▶ **Rows**:
· · ·

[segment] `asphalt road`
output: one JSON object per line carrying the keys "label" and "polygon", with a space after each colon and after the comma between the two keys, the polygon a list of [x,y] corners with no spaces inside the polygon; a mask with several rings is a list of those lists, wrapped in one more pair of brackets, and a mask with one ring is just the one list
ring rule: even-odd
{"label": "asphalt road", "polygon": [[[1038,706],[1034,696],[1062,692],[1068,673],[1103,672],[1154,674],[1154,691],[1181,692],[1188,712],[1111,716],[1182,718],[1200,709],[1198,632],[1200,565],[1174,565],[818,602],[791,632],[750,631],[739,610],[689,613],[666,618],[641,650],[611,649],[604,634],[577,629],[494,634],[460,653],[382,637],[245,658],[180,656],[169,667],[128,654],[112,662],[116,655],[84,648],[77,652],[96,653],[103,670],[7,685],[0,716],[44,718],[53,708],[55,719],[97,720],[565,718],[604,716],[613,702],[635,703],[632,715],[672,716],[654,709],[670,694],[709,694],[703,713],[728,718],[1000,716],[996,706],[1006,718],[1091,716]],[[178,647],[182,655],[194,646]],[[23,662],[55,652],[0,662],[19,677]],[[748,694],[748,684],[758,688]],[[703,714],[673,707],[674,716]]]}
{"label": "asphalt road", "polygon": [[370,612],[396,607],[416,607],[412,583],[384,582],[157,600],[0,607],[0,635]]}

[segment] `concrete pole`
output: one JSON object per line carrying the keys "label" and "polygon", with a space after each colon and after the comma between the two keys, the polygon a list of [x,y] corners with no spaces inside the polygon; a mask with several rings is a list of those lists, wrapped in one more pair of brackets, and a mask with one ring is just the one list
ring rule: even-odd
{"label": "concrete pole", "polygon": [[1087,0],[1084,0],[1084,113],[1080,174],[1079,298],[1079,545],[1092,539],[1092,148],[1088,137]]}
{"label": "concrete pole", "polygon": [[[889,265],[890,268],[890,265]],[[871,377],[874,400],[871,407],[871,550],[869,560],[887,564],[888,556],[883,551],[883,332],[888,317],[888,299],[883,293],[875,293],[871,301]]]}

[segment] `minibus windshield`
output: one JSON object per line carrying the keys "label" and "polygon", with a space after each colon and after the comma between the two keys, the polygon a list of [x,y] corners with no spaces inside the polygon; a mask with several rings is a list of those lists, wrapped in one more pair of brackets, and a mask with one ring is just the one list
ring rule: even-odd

· · ·

▶ **Exercise requirements**: Pull out every line of the listing above that contains the string "segment", matching case exactly.

▶ **Solution for this exercise**:
[segment] `asphalt road`
[segment] `concrete pole`
[segment] `minibus windshield`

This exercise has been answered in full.